Instructions for the task
Please return everything from "Pivotal though that" down to "and a coffin." in the Faygele review below, copied word for word.

Document excerpt
----
Shimmy Braun's testament to Ultra Orthodox queer teenage life makes its world premiere
Content Warning: This review contains references to suicide
Sometimes, an entire life hinges on a single word. That’s the case for Ultra Orthodox Jewish teenager Ari, whose father offhandedly calls him a faygele – a faggot – just before his bar mitzah ceremony.
Pivotal though that scene may be in the Chicago-based playwright Shimmy Braun’s semi-autobiographical work Faygele, Braun deftly refuses to imbue it with any kind of soapy histrionics – the slur slips out of Ari’s father’s mouth offhandedly, and the photo-taking carries on as normal.
What follows is a trajectory free of any inspirational moments of redemption for Ari’s abusers (“make no mistake, this is a punch to the gut”, we are told early on) tragically, inevitably, lurches towards Ari’s suicide at the age of eighteen. We begin at Ari’s funeral, the set (by David Shields) bare save for wooden chairs, a photo of Ari at his bar mitzvah, and a coffin.
----
Dataset content
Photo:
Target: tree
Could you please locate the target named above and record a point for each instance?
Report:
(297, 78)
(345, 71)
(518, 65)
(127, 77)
----
Result for this exercise
Pivotal though that scene may be in the Chicago-based playwright Shimmy Braun’s semi-autobiographical work Faygele, Braun deftly refuses to imbue it with any kind of soapy histrionics – the slur slips out of Ari’s father’s mouth offhandedly, and the photo-taking carries on as normal.
What follows is a trajectory free of any inspirational moments of redemption for Ari’s abusers (“make no mistake, this is a punch to the gut”, we are told early on) tragically, inevitably, lurches towards Ari’s suicide at the age of eighteen. We begin at Ari’s funeral, the set (by David Shields) bare save for wooden chairs, a photo of Ari at his bar mitzvah, and a coffin.